Referring expression data:

/---

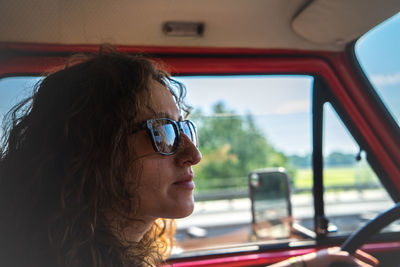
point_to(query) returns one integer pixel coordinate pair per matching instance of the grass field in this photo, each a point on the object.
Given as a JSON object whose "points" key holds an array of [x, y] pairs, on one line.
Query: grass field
{"points": [[340, 176]]}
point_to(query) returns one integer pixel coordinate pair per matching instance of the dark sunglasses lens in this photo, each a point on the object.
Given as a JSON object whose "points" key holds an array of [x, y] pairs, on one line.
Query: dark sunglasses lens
{"points": [[190, 131], [165, 136]]}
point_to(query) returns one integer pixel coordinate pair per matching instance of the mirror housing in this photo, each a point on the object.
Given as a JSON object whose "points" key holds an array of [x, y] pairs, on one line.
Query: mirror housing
{"points": [[271, 207]]}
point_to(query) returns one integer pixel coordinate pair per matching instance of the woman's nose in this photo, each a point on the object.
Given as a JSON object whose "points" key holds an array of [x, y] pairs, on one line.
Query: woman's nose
{"points": [[188, 153]]}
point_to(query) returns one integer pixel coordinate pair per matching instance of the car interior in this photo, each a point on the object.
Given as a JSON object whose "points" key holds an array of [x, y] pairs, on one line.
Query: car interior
{"points": [[297, 112]]}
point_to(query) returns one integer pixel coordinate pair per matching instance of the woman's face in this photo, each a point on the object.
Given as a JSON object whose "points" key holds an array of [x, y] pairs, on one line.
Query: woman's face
{"points": [[166, 182]]}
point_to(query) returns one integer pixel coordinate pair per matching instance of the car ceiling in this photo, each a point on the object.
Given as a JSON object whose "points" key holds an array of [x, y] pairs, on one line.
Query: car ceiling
{"points": [[268, 24]]}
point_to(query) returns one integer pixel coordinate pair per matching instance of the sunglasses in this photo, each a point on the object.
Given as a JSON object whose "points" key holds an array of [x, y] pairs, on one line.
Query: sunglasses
{"points": [[166, 133]]}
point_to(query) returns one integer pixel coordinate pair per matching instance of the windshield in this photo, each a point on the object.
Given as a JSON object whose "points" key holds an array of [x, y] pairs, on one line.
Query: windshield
{"points": [[378, 54]]}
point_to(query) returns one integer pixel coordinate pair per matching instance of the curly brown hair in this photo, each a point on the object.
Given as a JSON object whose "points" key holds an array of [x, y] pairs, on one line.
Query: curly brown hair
{"points": [[65, 165]]}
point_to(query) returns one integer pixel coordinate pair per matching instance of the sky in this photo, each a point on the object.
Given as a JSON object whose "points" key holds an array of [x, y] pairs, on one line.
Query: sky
{"points": [[281, 104]]}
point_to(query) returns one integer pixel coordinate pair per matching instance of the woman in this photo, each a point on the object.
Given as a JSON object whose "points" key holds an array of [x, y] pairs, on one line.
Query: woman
{"points": [[91, 163]]}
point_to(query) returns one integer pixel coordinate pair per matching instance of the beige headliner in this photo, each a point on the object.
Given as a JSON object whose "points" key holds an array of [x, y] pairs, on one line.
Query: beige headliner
{"points": [[321, 25]]}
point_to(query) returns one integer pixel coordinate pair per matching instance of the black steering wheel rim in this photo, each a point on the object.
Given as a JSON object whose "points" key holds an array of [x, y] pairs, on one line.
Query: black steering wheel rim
{"points": [[357, 239]]}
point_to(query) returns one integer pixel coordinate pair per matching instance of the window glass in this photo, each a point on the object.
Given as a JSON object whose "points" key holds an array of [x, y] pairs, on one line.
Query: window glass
{"points": [[379, 56], [353, 193], [13, 90], [247, 123]]}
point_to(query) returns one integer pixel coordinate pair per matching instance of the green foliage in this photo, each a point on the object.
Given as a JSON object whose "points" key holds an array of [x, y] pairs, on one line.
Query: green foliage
{"points": [[232, 146]]}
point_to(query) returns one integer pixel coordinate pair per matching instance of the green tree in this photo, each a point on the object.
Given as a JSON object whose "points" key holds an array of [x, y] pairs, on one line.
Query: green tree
{"points": [[232, 146]]}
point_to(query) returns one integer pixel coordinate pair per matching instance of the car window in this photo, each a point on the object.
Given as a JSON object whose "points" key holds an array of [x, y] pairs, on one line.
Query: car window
{"points": [[245, 123], [249, 124], [379, 56], [353, 193], [12, 91]]}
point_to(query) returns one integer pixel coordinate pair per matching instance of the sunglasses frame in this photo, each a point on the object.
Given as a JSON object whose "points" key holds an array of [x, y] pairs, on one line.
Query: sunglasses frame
{"points": [[148, 124]]}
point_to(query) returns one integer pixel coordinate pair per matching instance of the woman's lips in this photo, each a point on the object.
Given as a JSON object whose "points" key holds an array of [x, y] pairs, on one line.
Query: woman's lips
{"points": [[186, 182]]}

\---

### TASK BRIEF
Each entry should be repeated exactly as it appears; the pictures stay out.

### OUTPUT OF THE EXERCISE
point_to(query) returns one integer pixel coordinate pair per matching instance of the grass field in this photo, each a point on the object.
Given as a JSON object whose "points" key holds an array of [x, y] pairs, on one line.
Query: grass field
{"points": [[340, 176]]}
point_to(query) returns one integer pixel coordinate pair per matching instance of the dark sunglasses lens in this photo, each a point on the object.
Given as a JSON object whose "points" key holds an array of [x, y] pairs, on one line.
Query: dark sunglasses lens
{"points": [[190, 131], [165, 136]]}
point_to(query) returns one integer pixel coordinate pair per matching instance of the mirror housing in this photo, each a point on the object.
Given as a JSON object whose "points" key holds an array of [x, y] pairs, on one line.
Query: mirror housing
{"points": [[271, 207]]}
point_to(query) returns one integer pixel coordinate pair per matching instance of the woman's nose in this photo, each a point on the object.
Given as a JSON object whose "points" key holds an array of [x, y] pairs, on one line.
Query: woman's nose
{"points": [[188, 153]]}
point_to(query) returns one integer pixel coordinate pair per matching instance of the car interior in this photo, each a point on the object.
Given as a JSON object whose "points" key holds an array of [x, y] pairs, on one line.
Query: car interior
{"points": [[297, 112]]}
point_to(query) returns one integer pixel coordinate pair per matching instance of the woman's face in this photo, each a point on the object.
Given as a JSON object whose "points" key holds an array of [x, y] pairs, on one line.
Query: woman's face
{"points": [[166, 182]]}
point_to(query) returns one integer pixel coordinate pair per matching instance of the car ceiling in this photo, each a point on the object.
Given as a JSON object whose "points" key holds an array of [x, y] pairs, on one line.
Query: car ceiling
{"points": [[268, 24]]}
point_to(query) returns one integer pixel coordinate pair per matching instance of the sunglasses in this photo, each a point on the object.
Given as a JSON object whose "points" key holds an array of [x, y] pairs, on one line.
Query: sunglasses
{"points": [[166, 133]]}
point_to(query) returns one integer pixel coordinate pair per matching instance of the windshield in this photo, each a point on the object.
Given as a JSON object whose "points" key holds an array of [x, y] pairs, on one line.
Query: windshield
{"points": [[378, 54]]}
point_to(query) returns one integer pixel coordinate pair per matching instance of the curly brown hair in this photo, each a point on the object.
Given as a JSON object whose "points" key holds an array of [x, y] pairs, on one line.
Query: curly brown hair
{"points": [[65, 165]]}
point_to(query) returns one integer pixel coordinate pair per matching instance of the sky in this photo, each a point on the object.
Given as a JSON object whose "points" key holds an array of [x, y] pairs, on one line.
Query: sky
{"points": [[281, 104]]}
point_to(query) returns one integer pixel coordinate pair per matching instance of the woman in this photo, each a point on the object.
Given as a JSON object whose "points" key holds an array of [x, y] pairs, on one line.
Query: woman
{"points": [[91, 163]]}
point_to(query) returns one integer pixel coordinate pair per matching instance of the beige headliner in this photo, each a point on the object.
Given as a JSON object whose "points" key holds an array of [x, y] pairs, on one line.
Query: beige headliner
{"points": [[321, 25]]}
point_to(query) returns one integer pixel coordinate pair per matching instance of the black steering wheel rim in this photo, each a point on the object.
Given as a JSON object whose "points" key holds an array of [x, y] pairs, on one line.
Query: black steering wheel rim
{"points": [[357, 239]]}
point_to(query) returns one integer pixel coordinate pair per matching instance of the window glass in this photo, each a point on the object.
Given as a JSON object whose "points" key holds an array of [x, y] pairs, on one line.
Query: window glass
{"points": [[379, 56], [353, 193], [13, 90], [247, 123]]}
point_to(query) returns one integer pixel coordinate pair per matching instance of the green foliage in this photo, each a point on the object.
Given as a JSON object whose "points" key holds an array of [x, y] pairs, on one line.
Query: green foliage
{"points": [[232, 146]]}
point_to(query) returns one integer pixel coordinate pair per matching instance of the green tree in this photo, each a point on the object.
Given as a JSON object whose "points" key holds an array of [x, y] pairs, on one line.
Query: green tree
{"points": [[232, 146]]}
point_to(query) returns one integer pixel coordinate pair per matching instance of the car window in this photo, each a point on the object.
Given as a JSON object whose "points" key holds an array of [x, y] pairs, on one line.
Query: car window
{"points": [[245, 123], [249, 124], [379, 56], [353, 193], [12, 91]]}
point_to(query) returns one integer pixel coordinate pair per matching instance of the sunglasses frame in this photo, each a point on the object.
Given as a JSON object whose "points" key holds an array of [x, y] pairs, on one line.
Query: sunglasses frame
{"points": [[148, 124]]}
point_to(query) returns one integer pixel coordinate pair per matching instance of the woman's lips in this photo, each a point on the object.
Given as a JSON object whose "points" key holds an array of [x, y] pairs, on one line.
Query: woman's lips
{"points": [[186, 182]]}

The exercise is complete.